• **What you need to do**
1) In the passage on women who ruled in Muslim history, set down the stretch from "Stretching back more" through "empires and caliphates." word for word.
2) Name every country mentioned in the passage on women rulers in Muslim history below.
3) Write what comes next in the passage on women rulers in Muslim history, picking up after its last sentence.

From Bangladesh to Pakistan, Kyrgyzstan to Nigeria, Senegal to Turkey, it is not particularly rare in our own times for women in Muslim-majority countries to be appointed and elected to high offices—including heads of state. Nor has it ever been.

Stretching back more than 14 centuries to the advent of Islam, women have held positions among many ruling elites, from malikas, or queens, to powerful advisors. Some ascended to rule in their own right; others rose as regents for incapacitated husbands or male successors yet too young for a throne. Some proved insightful administrators, courageous military commanders or both; others differed little from equally flawed male potentates who sowed the seeds of their own downfalls.

This six-part series presents some of the most notable historical female leaders
of Muslim dynasties, empires and caliphates. 

Our fifth story takes place during the early 17th century in the Mughal Empire’s royal cities of Agra and Lahore.

• **Given information**

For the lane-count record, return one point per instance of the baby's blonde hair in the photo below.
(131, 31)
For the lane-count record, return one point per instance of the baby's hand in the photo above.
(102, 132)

• **Exercise responses**
1)
Stretching back more than 14 centuries to the advent of Islam, women have held positions among many ruling elites, from malikas, or queens, to powerful advisors. Some ascended to rule in their own right; others rose as regents for incapacitated husbands or male successors yet too young for a throne. Some proved insightful administrators, courageous military commanders or both; others differed little from equally flawed male potentates who sowed the seeds of their own downfalls.

This six-part series presents some of the most notable historical female leaders
of Muslim dynasties, empires and caliphates.

2) Bangladesh, Pakistan, Kyrgyzstan, Nigeria, Senegal, Turkey

3)
It’s hard to be all things to all people, but Nur Jahan came very close.

 
A devoted wife and mother, she was also a politician, a businesswoman, a fashion designer and trendsetter, a developer and garden planner, a philanthropist devoted to women, a battlefield commander and even a tiger-hunting sharpshooter.

The empire she ruled with her husband, Jahangir, stretched at its height across much of India and southern Afghanistan. It had been founded in the first half of the 16th century by Turco-Mongols (hence “Mughal”) who claimed descent from Genghis Khan and Amir Timur through its founder, Babur. From then until the mid-19th century, the Mughal state was renowned for its organization, learning, tolerance, culture and prosperity.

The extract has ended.